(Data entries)
○ ○ ○ ○ ○ ○ ○

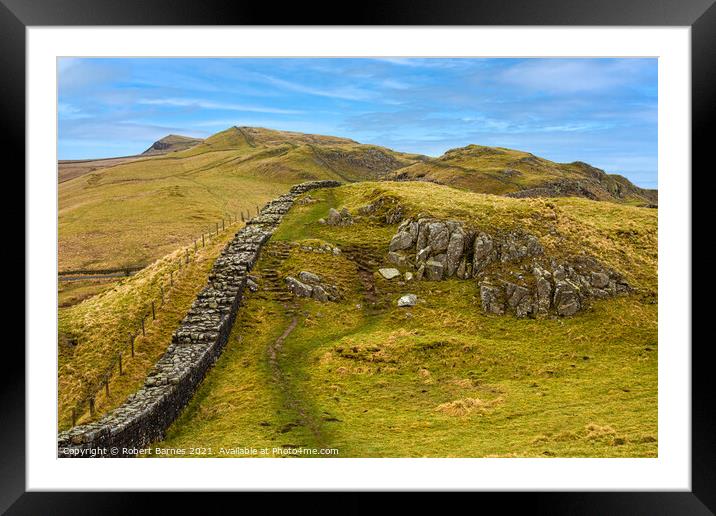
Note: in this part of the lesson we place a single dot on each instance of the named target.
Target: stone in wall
(196, 344)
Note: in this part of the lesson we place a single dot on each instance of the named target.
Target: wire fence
(152, 309)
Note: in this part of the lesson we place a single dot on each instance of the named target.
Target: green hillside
(135, 212)
(441, 378)
(503, 171)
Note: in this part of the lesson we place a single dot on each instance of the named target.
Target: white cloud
(571, 76)
(208, 104)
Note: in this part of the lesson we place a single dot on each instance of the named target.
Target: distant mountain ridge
(171, 143)
(288, 156)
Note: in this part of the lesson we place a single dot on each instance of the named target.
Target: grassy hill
(134, 212)
(131, 211)
(92, 332)
(510, 172)
(440, 379)
(171, 143)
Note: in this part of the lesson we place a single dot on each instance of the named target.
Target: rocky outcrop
(195, 346)
(310, 285)
(339, 218)
(512, 271)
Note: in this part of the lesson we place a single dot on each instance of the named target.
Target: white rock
(389, 273)
(408, 300)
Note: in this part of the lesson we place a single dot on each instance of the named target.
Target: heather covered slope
(503, 171)
(441, 378)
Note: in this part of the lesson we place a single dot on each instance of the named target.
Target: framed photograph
(439, 249)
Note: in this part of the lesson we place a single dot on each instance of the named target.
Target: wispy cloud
(341, 92)
(208, 104)
(573, 76)
(602, 111)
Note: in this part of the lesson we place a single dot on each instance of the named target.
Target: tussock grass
(93, 332)
(442, 379)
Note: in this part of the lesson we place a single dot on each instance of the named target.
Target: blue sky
(602, 111)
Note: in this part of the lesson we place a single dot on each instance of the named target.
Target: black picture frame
(700, 15)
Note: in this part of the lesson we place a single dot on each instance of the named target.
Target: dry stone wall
(196, 345)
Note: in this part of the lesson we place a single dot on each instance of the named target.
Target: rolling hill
(521, 174)
(361, 374)
(131, 211)
(171, 143)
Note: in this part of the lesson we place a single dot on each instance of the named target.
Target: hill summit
(170, 143)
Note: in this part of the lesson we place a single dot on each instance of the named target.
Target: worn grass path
(441, 379)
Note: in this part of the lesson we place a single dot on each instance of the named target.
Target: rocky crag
(513, 272)
(195, 346)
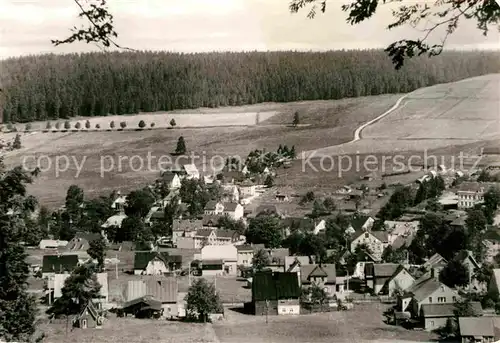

○ ○ ○ ○ ○ ○ ○

#### [The task]
What is needed is the data above, retyped exactly, with every picture left out.

#### [Problem solution]
Note: in this part of the lesson we place a single dot on each instance of the named target.
Target: stone in wall
(196, 344)
Note: in this part of the lesson we place a single dot on each instance of the named target.
Target: wire fence
(152, 309)
Note: in this part of the lesson we place a single dot on each instance of the named target.
Target: green hillside
(135, 212)
(441, 378)
(503, 171)
Note: in this part of the lesson we place a single dot on each instance of the named target.
Target: white cloud
(571, 76)
(208, 104)
Note: in this part of the lesson we place a single dot on each instance of the named target.
Target: distant mountain ridge
(171, 143)
(288, 156)
Note: in this part of the lesson we place a single dot on each instance of the named target.
Target: grassy hill
(134, 212)
(131, 211)
(92, 332)
(510, 172)
(440, 379)
(171, 143)
Note: in this part of the lesson we place a single dot on each instance of the named target.
Target: rocky outcrop
(195, 346)
(310, 285)
(339, 218)
(512, 271)
Note: in this part of the lesson we place a single dot on each instance of the named target.
Target: white rock
(389, 273)
(408, 300)
Note: in this part of the lesson we place a single dot on each instance of the named target.
Target: heather covered slope
(503, 171)
(441, 378)
Note: in this part of the lesson we place a single dot on each instance of the named target.
Target: framed photograph
(439, 249)
Note: in this part of the lesson we place a single dot on each instance of the named target.
Target: wispy cloud
(341, 92)
(208, 104)
(573, 76)
(602, 111)
Note: in this part of the lesson we place a single dot on each instance of the named target.
Target: tussock grass
(93, 332)
(442, 379)
Note: in this part of the lesson we place a single dot on each instance of the named target.
Target: blue sky
(602, 111)
Note: in this part of the lesson we place a single dot on each instance of the named target.
Target: black picture frame
(700, 15)
Note: in this part of the lesson we place a single dot on each instance of the named target.
Target: dry stone wall
(196, 345)
Note: in this part of the lesson we place a single dot on each instance of the named target.
Target: rolling hill
(521, 174)
(361, 374)
(131, 211)
(171, 143)
Note: in this part of the lesson we place a single dot on each instance of the named target.
Target: hill summit
(170, 143)
Note: in this part of the lesson we place a single dot on each instance of the named target.
Target: worn grass path
(441, 379)
Note: in this part of the lesson we place a single dot on each instance of the named target.
Target: rocky crag
(513, 272)
(195, 346)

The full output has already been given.